EXERCISE AIM: Arrange the items as a numbered list, starting at the first line and ending at the line that contains "(193, 186), (318, 309)", with blank lines left out.

[Dataset entries]
════════════════════

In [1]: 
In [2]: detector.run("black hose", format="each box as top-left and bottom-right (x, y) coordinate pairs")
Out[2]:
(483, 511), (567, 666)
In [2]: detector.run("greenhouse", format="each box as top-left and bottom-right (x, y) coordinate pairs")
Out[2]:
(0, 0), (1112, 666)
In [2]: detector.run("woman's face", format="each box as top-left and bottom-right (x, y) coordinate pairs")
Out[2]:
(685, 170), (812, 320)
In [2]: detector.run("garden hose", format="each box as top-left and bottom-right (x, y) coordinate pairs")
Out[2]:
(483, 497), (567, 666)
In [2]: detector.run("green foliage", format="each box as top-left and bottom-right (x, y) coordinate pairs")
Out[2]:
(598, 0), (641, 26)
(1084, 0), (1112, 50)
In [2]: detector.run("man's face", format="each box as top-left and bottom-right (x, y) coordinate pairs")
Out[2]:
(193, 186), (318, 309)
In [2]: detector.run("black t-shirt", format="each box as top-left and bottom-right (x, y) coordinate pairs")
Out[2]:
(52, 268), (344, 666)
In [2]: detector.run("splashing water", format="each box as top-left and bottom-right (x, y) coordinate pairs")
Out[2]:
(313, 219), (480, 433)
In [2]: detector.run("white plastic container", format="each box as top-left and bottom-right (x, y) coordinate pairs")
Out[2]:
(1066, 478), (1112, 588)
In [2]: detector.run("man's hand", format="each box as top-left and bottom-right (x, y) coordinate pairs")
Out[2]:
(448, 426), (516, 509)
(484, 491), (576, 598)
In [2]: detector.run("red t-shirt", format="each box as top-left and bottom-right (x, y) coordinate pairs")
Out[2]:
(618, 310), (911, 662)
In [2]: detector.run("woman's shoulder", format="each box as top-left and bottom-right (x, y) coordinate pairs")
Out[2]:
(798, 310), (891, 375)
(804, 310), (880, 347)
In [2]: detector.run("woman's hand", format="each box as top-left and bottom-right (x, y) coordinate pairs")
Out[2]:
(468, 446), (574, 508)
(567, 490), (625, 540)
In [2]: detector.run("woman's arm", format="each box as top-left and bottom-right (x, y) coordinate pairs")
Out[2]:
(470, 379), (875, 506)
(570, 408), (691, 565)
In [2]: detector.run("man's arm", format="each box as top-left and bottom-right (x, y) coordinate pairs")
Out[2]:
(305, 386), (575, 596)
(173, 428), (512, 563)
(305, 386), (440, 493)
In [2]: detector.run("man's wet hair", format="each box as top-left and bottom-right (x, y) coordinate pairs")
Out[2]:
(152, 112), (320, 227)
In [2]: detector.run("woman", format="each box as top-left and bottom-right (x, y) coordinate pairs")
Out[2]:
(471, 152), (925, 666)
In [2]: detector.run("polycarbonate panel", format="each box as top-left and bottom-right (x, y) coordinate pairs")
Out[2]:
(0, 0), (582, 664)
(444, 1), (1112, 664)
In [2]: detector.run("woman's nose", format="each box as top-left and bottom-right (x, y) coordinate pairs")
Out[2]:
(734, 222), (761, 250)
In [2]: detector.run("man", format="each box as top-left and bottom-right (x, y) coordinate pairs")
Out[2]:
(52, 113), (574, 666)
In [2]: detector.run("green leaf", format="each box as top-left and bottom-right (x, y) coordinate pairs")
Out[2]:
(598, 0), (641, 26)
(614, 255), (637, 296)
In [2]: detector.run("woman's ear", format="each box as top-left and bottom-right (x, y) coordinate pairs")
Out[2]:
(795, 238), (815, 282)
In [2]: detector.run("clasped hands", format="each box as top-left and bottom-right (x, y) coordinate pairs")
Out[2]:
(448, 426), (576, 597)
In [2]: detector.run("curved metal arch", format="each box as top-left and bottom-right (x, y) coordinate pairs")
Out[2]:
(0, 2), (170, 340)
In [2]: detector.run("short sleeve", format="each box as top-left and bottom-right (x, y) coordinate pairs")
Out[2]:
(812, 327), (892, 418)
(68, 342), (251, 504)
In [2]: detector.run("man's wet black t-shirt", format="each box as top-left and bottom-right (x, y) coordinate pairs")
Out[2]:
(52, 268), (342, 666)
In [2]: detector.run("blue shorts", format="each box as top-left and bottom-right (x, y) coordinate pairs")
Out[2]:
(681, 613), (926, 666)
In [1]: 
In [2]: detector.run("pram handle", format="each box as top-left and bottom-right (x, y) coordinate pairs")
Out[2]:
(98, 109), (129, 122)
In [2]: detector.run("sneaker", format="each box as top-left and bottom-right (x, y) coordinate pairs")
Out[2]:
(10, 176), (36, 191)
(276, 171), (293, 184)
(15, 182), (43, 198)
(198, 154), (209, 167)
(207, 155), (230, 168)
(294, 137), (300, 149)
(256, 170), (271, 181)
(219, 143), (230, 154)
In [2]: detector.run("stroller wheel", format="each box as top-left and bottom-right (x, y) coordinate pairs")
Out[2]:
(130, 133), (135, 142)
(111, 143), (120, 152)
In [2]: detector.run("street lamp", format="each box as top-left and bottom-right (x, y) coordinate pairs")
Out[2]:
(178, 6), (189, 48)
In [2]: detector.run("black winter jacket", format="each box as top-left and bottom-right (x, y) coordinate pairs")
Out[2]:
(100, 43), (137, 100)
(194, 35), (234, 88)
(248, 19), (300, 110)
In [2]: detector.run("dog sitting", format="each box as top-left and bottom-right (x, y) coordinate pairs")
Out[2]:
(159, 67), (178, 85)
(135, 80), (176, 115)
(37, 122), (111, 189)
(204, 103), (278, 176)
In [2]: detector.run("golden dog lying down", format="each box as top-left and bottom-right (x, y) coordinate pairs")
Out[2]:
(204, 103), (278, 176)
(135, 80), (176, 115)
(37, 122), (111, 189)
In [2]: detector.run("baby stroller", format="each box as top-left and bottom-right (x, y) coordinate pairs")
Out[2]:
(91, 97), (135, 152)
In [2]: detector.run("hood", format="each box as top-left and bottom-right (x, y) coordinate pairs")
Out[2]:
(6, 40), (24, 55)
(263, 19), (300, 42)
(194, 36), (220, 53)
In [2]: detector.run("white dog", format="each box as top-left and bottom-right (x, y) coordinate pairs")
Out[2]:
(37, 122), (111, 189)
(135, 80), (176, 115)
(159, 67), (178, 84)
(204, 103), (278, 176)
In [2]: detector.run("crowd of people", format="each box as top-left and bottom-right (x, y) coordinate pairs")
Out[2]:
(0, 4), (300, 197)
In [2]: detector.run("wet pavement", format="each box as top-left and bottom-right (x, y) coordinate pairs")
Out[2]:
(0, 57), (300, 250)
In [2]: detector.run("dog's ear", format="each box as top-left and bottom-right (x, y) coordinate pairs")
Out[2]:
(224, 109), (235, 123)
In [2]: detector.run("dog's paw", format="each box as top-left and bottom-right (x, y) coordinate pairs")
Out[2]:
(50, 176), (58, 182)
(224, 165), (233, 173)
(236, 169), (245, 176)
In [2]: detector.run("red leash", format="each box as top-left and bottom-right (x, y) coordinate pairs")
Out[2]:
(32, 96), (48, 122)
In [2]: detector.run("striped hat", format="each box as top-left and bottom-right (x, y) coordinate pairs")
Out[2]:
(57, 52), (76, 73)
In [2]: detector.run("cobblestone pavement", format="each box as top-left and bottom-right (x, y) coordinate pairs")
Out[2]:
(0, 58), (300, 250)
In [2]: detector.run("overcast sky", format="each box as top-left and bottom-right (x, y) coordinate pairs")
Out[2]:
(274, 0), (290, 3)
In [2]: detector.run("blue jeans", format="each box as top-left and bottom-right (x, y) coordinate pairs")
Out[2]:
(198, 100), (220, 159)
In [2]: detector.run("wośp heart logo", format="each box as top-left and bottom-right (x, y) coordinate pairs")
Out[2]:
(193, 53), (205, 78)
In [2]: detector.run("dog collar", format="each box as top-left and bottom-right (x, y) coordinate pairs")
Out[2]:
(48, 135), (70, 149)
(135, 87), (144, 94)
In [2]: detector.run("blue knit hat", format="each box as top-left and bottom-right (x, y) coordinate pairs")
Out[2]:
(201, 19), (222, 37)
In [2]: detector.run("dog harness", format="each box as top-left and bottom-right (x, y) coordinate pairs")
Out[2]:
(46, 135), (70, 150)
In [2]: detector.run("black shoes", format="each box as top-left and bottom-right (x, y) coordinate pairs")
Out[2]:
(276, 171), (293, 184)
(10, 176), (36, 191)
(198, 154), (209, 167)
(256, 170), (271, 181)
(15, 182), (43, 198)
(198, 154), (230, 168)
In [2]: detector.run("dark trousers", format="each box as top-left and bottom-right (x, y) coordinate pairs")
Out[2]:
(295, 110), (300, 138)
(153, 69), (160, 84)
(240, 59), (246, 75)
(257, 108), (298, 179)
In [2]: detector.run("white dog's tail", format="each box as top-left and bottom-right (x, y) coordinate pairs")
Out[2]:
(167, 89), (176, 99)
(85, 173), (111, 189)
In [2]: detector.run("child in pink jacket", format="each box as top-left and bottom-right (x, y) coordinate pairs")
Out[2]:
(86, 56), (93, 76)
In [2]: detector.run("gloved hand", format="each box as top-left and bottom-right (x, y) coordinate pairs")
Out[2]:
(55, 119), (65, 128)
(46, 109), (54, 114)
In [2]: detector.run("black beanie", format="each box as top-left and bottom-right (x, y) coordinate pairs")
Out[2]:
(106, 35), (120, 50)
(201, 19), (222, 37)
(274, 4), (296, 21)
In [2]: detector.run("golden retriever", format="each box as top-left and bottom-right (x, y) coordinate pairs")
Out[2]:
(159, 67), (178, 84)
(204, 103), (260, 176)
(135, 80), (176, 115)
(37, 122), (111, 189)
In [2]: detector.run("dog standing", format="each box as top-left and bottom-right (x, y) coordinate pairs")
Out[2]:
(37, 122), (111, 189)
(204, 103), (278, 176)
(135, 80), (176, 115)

════════════════════

RESPONSE BELOW:
1. In [1]: 
2. In [2]: detector.run("black hose", format="each box as top-left and bottom-right (x, y) coordinate pairs")
3. Out[2]:
4. (483, 511), (567, 666)
5. In [2]: detector.run("greenhouse", format="each box as top-left and bottom-right (x, y) coordinate pairs")
6. Out[2]:
7. (0, 0), (1112, 666)
8. In [2]: detector.run("woman's face", format="each box as top-left and bottom-right (x, y) coordinate pairs")
9. Out[2]:
10. (685, 170), (812, 320)
11. In [2]: detector.run("garden hose", format="each box as top-left and bottom-right (x, y) coordinate pairs")
12. Out[2]:
13. (483, 497), (567, 666)
14. In [2]: detector.run("green foliage", format="each box as top-left and bottom-right (x, y) coordinate pairs")
15. Out[2]:
16. (598, 0), (641, 26)
17. (1084, 0), (1112, 50)
18. In [2]: detector.run("man's face", format="each box as top-left and bottom-right (x, y) coordinate pairs")
19. Out[2]:
20. (193, 186), (318, 309)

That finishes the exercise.